Exercise requirements: When you retype the data, keep every line exactly as it appears.

Records shown:

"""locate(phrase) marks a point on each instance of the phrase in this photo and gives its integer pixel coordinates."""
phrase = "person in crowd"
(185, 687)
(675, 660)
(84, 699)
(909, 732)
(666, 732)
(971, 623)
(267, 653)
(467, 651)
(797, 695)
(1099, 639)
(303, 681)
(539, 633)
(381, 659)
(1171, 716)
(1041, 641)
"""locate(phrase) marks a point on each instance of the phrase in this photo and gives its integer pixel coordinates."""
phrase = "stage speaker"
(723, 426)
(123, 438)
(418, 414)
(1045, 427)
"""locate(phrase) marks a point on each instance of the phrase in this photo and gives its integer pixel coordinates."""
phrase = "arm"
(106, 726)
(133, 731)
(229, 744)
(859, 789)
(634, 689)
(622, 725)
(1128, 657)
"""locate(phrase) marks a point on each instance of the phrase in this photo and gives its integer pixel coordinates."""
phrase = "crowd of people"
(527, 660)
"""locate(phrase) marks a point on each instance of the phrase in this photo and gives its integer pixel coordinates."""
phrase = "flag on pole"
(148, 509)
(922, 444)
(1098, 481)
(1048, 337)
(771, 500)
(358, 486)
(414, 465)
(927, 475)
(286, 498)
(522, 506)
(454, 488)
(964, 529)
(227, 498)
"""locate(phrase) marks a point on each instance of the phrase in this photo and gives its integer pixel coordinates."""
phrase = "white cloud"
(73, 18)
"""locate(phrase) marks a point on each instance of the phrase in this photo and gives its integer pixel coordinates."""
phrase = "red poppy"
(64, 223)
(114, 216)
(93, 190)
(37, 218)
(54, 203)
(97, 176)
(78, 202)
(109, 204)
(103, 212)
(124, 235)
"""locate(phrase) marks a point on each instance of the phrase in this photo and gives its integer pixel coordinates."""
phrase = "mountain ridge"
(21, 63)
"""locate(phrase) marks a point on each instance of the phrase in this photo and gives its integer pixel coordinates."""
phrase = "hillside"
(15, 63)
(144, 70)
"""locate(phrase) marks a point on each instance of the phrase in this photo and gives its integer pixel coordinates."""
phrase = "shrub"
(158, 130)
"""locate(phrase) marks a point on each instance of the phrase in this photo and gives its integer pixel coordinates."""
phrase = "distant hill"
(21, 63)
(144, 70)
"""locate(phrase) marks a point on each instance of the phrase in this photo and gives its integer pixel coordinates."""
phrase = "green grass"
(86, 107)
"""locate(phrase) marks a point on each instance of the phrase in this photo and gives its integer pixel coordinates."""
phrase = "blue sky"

Solution:
"""locate(phrase) marks a point on each instance of the phrase in this photo and gives its integer pixel coordinates."""
phrase = "person in crowd"
(185, 687)
(675, 660)
(84, 699)
(909, 732)
(666, 732)
(971, 623)
(267, 653)
(467, 651)
(797, 695)
(1099, 639)
(303, 681)
(539, 633)
(381, 659)
(1171, 716)
(1041, 641)
"""locate(phrase) marks a point on each instance of the phrase in this photo and gives its integer pixel coordinates."""
phrase = "stage speaker"
(723, 426)
(123, 438)
(418, 414)
(1045, 427)
"""locate(phrase) marks a point on each instance of the phrase in this photo and gives its integer pixel coordinates."""
phrase = "arm"
(106, 726)
(133, 731)
(229, 744)
(859, 789)
(634, 689)
(622, 725)
(1128, 657)
"""locate(phrase) marks a point on each instance of the phrase in this photo and gives its integer pixel coordinates."""
phrase = "crowd of people"
(527, 660)
"""locate(phrase) marks a point on each instance of the phrase in this photo and gives its integer pixel coordinates."""
phrase = "flag on pole"
(148, 509)
(922, 444)
(1098, 481)
(1048, 337)
(771, 500)
(358, 486)
(414, 465)
(927, 475)
(286, 498)
(522, 506)
(454, 488)
(964, 529)
(227, 498)
"""locate(phrase) marks a point on each instance of the phrase in this photo and gives its integer pixel coordinates."""
phrase = "white cloud"
(73, 18)
"""locate(phrase) marks a point on each instance of the phrase in this photo and gives its integer pixel coordinates."""
phrase = "red poppy"
(64, 223)
(114, 216)
(93, 190)
(37, 218)
(54, 203)
(97, 176)
(78, 202)
(109, 204)
(103, 212)
(124, 235)
"""locate(phrase) marks a point on each instance of the phrase in this photo and gives its integer pixel coordinates."""
phrase = "mountain ridge"
(21, 63)
"""locate(phrase) marks a point on each instance of the phrase in this photo and gives its integer pixel coordinates."""
phrase = "hillside"
(15, 63)
(144, 70)
"""locate(phrase) marks a point on each instance of the phrase in this photo and gives its integer pixel coordinates."""
phrase = "shrub"
(158, 130)
"""locate(phrase) marks a point on each instance of the phrase in this photo and gives its integer pixel coordinates."""
phrase = "distant hill"
(21, 63)
(144, 70)
"""locate(phrase) marks a point on each instance of the phrase in this photo and gives its integer pixel coordinates."""
phrase = "green grass"
(86, 107)
"""locate(phrase) marks a point on each instance of the phrase in this photo and gives its integer pixel coordinates."""
phrase = "blue sky"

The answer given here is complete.